TASK GOAL
Wherever the string "prompts" turns up in the data, copy the whole line.

(Stored data entries)
^^^^^^^^

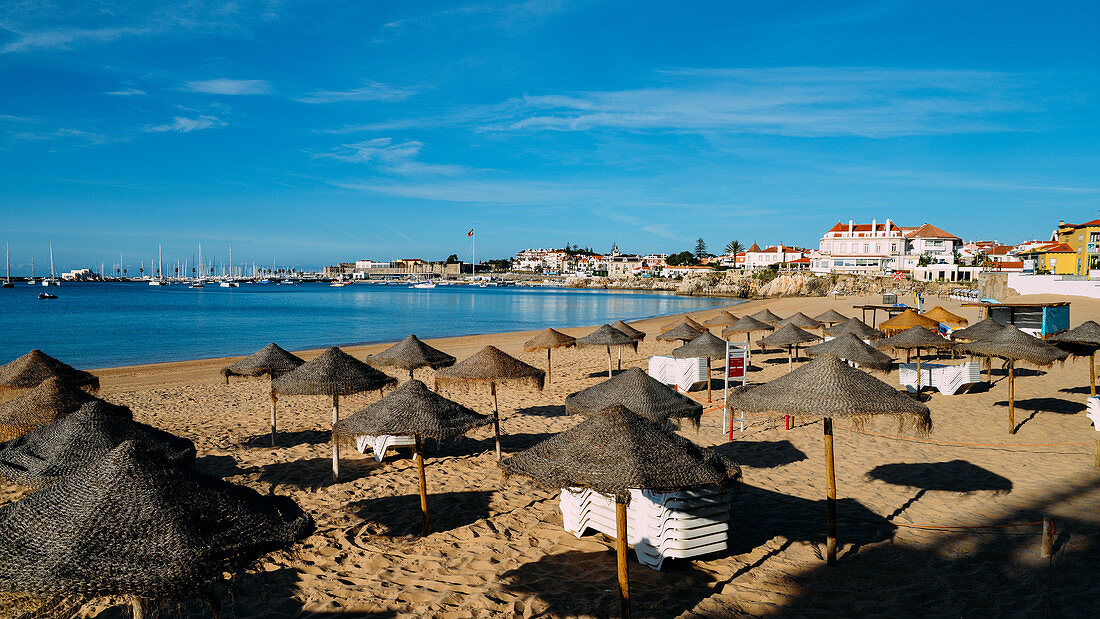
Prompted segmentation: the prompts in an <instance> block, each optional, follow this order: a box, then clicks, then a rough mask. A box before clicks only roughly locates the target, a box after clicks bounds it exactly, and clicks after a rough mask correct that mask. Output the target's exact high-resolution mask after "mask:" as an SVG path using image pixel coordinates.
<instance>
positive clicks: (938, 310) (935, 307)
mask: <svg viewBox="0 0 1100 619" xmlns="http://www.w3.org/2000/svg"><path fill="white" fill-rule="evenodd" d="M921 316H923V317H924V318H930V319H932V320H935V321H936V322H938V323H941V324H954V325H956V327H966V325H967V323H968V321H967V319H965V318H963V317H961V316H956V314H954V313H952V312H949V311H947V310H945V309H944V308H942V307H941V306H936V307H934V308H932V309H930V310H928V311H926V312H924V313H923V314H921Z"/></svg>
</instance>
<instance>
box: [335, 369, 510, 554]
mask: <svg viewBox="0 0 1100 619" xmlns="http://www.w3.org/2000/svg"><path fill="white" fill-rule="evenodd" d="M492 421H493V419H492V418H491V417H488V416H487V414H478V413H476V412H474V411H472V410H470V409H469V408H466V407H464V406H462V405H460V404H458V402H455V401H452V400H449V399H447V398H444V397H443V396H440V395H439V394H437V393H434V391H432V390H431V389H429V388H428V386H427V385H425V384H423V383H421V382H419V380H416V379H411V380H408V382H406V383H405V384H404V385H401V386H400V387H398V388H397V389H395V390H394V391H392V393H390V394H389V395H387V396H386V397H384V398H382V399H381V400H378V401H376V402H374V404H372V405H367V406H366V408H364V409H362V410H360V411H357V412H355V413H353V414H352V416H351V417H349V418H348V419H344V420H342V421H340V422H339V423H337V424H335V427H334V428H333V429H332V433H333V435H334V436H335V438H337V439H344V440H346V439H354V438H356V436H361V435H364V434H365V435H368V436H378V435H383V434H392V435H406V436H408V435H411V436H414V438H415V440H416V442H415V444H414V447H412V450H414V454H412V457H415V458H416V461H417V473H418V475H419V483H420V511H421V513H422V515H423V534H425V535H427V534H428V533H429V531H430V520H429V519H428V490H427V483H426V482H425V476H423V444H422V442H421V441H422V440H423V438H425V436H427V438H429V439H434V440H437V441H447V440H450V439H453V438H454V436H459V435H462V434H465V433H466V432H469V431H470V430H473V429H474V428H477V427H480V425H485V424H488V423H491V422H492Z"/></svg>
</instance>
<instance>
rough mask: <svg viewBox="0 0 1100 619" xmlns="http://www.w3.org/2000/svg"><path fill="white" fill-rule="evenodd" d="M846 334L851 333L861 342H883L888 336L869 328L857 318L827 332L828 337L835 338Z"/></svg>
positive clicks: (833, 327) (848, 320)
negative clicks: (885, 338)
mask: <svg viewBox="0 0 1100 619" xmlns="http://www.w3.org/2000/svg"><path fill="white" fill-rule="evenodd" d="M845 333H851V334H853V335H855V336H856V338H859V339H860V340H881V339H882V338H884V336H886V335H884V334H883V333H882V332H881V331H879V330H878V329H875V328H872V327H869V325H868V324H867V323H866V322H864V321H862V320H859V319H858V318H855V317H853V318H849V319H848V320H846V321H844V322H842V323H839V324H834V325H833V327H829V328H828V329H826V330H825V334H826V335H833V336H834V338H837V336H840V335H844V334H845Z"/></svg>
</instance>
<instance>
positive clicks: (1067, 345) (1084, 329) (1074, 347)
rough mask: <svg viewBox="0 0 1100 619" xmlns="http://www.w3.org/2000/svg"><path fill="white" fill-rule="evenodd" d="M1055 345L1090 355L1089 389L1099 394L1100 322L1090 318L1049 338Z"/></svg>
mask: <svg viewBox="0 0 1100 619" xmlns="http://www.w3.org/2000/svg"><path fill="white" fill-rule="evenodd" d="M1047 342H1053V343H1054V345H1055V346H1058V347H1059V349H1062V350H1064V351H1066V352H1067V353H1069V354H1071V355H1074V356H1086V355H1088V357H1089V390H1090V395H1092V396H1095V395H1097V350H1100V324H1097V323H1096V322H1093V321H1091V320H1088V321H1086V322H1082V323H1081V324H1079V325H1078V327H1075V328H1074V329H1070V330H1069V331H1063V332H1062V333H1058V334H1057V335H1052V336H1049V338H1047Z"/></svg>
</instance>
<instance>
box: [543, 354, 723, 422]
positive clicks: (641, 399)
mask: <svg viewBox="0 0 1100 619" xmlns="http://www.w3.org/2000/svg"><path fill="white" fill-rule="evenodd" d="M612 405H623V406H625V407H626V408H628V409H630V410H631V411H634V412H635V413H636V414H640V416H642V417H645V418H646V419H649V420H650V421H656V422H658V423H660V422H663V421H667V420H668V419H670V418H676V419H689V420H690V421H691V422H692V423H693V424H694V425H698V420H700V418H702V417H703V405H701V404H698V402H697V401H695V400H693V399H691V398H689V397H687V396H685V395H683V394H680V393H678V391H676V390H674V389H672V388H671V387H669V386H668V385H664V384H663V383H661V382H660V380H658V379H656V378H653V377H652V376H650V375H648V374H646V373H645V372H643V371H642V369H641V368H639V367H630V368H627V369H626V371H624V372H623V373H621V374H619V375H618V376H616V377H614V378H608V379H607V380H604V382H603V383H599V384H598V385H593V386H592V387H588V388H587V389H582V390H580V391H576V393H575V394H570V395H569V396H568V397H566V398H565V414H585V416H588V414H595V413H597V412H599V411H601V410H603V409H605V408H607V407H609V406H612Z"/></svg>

^^^^^^^^

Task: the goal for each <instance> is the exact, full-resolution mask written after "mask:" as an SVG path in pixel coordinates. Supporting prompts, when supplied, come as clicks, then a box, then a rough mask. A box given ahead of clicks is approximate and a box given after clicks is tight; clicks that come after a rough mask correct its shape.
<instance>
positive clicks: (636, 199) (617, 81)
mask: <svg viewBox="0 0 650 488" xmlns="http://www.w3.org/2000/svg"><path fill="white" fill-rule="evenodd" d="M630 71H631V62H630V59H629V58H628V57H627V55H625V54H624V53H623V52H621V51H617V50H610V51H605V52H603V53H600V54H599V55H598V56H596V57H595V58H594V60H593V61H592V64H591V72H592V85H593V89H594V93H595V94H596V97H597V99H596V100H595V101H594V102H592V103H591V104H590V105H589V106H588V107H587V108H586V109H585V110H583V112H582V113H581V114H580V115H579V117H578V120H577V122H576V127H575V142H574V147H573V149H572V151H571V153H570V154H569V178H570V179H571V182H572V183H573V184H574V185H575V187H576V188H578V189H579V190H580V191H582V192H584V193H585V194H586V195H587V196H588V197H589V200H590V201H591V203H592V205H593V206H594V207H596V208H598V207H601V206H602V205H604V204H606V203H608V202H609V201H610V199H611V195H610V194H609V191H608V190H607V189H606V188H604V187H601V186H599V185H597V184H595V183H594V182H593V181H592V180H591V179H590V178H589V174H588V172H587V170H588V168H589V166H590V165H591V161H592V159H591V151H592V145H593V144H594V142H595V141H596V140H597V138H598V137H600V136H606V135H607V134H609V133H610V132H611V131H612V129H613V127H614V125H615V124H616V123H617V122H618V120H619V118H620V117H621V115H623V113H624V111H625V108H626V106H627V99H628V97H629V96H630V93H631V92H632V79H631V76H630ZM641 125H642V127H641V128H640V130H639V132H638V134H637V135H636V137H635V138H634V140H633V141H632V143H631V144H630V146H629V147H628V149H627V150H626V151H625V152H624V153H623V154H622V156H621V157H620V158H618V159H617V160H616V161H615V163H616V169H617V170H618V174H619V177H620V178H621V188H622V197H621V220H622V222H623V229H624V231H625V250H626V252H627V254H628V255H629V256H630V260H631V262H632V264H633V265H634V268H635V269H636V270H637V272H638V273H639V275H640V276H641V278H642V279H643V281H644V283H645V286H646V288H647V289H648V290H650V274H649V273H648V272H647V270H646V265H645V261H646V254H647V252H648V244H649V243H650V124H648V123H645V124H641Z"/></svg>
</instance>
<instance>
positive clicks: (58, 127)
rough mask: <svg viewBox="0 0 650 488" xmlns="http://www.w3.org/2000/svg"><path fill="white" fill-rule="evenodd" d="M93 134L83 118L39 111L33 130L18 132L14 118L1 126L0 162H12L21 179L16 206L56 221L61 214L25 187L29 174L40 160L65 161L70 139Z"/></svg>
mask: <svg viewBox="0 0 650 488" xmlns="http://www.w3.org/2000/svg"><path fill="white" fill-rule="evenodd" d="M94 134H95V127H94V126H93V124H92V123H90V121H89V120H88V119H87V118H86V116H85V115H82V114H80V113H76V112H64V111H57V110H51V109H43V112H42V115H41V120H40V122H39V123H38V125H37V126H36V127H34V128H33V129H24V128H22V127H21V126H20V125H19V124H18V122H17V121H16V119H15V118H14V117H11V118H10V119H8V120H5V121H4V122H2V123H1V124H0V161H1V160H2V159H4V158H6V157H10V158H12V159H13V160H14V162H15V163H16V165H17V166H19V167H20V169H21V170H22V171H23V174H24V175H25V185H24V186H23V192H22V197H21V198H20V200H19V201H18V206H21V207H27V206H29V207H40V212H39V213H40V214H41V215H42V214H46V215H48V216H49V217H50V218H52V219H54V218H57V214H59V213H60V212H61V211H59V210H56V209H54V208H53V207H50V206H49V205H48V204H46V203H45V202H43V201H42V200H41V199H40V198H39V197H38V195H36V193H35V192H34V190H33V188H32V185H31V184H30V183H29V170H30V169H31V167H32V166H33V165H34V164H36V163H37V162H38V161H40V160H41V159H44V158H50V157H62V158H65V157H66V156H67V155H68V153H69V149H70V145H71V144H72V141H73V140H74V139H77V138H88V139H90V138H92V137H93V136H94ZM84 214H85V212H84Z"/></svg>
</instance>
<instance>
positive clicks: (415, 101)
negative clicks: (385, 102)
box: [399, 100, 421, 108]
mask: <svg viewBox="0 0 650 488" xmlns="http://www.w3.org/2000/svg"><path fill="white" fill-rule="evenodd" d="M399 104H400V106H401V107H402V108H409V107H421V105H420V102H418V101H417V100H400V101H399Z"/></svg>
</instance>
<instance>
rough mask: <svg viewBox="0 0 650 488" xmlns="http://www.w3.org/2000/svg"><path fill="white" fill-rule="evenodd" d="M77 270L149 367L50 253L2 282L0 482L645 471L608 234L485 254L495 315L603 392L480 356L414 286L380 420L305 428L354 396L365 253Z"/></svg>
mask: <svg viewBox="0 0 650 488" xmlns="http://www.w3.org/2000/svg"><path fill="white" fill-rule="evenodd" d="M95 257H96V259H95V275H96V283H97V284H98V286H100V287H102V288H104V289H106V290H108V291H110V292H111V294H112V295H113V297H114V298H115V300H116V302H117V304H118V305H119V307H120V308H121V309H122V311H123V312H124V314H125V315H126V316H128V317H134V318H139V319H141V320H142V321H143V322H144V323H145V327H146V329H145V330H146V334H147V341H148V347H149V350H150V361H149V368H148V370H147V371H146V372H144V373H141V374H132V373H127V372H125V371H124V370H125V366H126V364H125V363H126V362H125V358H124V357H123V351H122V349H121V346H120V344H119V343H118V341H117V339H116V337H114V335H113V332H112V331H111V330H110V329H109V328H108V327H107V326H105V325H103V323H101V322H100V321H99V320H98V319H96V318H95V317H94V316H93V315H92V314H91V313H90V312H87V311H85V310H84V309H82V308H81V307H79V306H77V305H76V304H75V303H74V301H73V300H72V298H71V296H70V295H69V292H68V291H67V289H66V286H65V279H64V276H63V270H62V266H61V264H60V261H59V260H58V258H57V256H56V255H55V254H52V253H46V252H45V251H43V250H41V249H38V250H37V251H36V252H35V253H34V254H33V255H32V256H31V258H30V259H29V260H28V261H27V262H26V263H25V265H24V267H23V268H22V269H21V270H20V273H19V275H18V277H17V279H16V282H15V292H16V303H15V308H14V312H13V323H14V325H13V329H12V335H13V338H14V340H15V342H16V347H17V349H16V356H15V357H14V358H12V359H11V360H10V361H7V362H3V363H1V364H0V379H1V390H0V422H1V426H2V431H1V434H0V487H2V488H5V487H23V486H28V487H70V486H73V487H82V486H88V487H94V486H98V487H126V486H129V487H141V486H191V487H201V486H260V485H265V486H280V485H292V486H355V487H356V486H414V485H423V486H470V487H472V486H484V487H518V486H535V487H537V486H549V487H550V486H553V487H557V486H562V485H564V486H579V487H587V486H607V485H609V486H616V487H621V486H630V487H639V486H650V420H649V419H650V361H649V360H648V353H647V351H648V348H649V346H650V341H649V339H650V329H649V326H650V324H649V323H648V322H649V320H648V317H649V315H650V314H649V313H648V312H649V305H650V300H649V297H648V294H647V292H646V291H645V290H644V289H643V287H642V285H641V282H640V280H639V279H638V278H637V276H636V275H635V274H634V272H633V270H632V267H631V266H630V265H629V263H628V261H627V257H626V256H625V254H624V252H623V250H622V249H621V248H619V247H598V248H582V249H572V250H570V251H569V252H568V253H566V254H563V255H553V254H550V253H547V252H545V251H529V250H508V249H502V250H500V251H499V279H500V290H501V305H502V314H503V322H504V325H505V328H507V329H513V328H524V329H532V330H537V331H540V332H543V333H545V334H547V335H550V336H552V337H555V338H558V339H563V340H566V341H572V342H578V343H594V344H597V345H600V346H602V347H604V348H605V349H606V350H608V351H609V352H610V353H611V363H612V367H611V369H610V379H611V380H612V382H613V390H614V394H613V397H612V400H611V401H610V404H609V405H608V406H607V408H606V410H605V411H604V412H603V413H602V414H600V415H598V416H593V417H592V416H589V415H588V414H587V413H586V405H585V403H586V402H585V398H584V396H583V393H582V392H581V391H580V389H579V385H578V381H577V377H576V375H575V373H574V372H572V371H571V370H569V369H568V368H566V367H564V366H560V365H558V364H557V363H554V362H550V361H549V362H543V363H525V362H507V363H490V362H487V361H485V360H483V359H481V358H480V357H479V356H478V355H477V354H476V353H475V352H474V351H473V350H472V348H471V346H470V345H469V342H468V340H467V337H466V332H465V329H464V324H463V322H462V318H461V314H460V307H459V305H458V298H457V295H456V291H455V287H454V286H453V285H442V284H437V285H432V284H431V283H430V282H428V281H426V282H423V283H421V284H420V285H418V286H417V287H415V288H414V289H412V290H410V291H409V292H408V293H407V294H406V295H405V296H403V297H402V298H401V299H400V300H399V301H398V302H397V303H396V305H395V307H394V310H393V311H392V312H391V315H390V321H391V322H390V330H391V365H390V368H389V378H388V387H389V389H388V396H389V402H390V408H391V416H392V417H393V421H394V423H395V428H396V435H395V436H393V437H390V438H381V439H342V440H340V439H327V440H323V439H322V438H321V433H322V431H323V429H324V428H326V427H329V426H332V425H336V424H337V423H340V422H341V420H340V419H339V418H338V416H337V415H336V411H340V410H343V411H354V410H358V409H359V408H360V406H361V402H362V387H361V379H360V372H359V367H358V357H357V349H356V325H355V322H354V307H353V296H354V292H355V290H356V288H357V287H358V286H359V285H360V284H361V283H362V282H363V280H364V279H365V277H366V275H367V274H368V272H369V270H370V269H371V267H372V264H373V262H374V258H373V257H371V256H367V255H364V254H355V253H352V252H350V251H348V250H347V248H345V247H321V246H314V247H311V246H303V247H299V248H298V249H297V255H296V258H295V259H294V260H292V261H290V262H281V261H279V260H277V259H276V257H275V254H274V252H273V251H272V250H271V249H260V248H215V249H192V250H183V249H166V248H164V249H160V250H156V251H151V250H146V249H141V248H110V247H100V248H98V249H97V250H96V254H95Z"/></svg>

^^^^^^^^

EXERCISE OUTPUT
Prompted segmentation: the prompts in an <instance> block, each optional, follow this order: a box, then clicks, then a rough mask. A box before clicks only roughly locates the target, a box after clicks bounds it exactly, and clicks after a rough mask correct that mask. Output the target's exact high-resolution mask after "mask:" as an SVG path using image pixel coordinates.
Task: the goal for each <instance> is the exact, full-resolution mask written after "mask:" as an SVG path in pixel coordinates. Supporting prompts, when supplied, come as clicks, then a box, then a rough mask. A box given ahead of clicks is approximate and a box given after clicks is tight; clicks that come after a rough mask correct its shape.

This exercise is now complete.